TUJUAN A - Tulis ulang baris-baris daftar mulai dari baris yang memuat "snout in the photo below." hingga baris yang memuat "nose in the photo above.", termasuk kedua baris tersebut. Jangan sertakan gambar dalam jawaban.
TUJUAN B - Lanjutkan tulisan tentang makam Sultan Munawar Syah dari bagian terakhirnya.

BAGIAN DOKUMEN -
--------
Penyebutan “Lamuri” pada epitaf nisan tersebut, menurut peneliti sejarah kebudayaan Islam, Taqiyuddin Muhammad, sejauh ini merupakan satu-satunya dan kali pertama ditemukan di Aceh. Di samping telah menyingkap suatu kenyataan sejarah yang baru bahwa indatu para penguasa Aceh dalam masa abad ke-16 adalah Sultan Muhammad Syah yang dimakamkan di Kuta Leubok, Kecamatan Mesjid Raya, Aceh Besar.


Untuk akses menuju kemakam sangat tidak mendukung, memaksa siapa saja yang hendak kesana harus melewati perkebunan warga serta jalan yang menanjak dan licin, untuk mencapai ke puncak Buket Tu membutuhkan fisik dan energi ekstra dan pastinya kondisi cuaca yang mendukung. Masyarakat sekitar menyebutnya jirat teungku meureuhom,


Foto : Kondisi komplek makam Sultan Munawar Syah di Gampong Hagu, Kecamatan Pante Raja, Kabupaten Pidie


Diatas puncak, tampak makam Sultan Munawar Syah dengan kondisi sangat memprihatinkan dan sangat jelas terlihat tidak terawat, makam yang berbentuk seperti gundukan tanah yang telah dikelilingi oleh pagar, hanya batu nisan yang berada diatasnyalah yang membedakan dengan gundukan tanah lain. Selain itu juga terdapat beberapa makam lainnya namun tidak ada penjelasan siapa empunya makam tersebut.
--------
DATA UNTUK DIOLAH -
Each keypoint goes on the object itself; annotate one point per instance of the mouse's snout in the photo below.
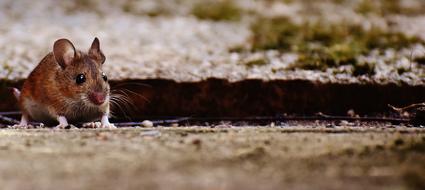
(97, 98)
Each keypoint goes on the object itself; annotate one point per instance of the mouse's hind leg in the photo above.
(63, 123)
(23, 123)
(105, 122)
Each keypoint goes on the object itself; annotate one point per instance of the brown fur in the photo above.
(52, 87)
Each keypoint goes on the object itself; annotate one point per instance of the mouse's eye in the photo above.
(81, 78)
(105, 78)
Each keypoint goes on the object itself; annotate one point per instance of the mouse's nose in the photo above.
--------
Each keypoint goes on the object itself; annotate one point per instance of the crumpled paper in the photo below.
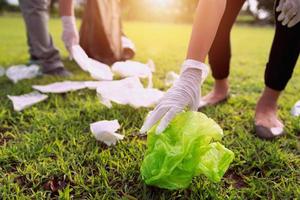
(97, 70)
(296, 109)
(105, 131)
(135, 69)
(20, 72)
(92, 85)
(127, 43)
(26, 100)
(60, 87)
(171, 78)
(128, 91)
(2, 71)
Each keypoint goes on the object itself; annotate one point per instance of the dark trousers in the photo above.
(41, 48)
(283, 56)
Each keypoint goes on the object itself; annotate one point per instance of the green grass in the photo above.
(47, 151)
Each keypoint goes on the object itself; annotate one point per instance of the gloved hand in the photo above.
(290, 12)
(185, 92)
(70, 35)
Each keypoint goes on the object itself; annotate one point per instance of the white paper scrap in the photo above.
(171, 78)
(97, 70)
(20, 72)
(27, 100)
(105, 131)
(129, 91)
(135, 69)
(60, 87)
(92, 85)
--------
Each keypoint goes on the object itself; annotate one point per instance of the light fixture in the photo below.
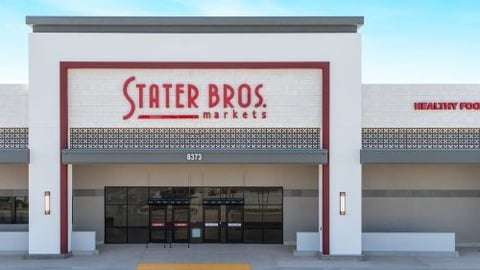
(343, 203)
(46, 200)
--------
JAWABAN A -
Each keypoint goes on the object itself; annotate one point per instance of the mouse's snout in the photo below.
(97, 98)
Each keypoint goes on the object itself; annotate one point per instance of the mouse's hind leg in the photo above.
(63, 123)
(23, 123)
(105, 122)
Each keypoint goes on the object itself; annotate one point per instance of the brown fur in the photo above.
(52, 87)
Each keypoint goes on the object itself; annotate one point per instance of the mouse's eye in the photo above.
(81, 78)
(105, 78)
Each keypoint goes on the object itself; annotate one point per instance of the mouse's nose in the photo above.

JAWABAN B -
Kondisi ini sangat miris, seharusnya pemerintah sudah sewajarnya merawat makam tersebut serta menjaga cagar budaya agar para peziarah yang ingin kesana bisa bejalan dengan leluasa, tentunya untuk generasi  kedepan agar lebih mengetahui akan sebuah sejarah dan perjuangan dari para leluhur mereka.(an)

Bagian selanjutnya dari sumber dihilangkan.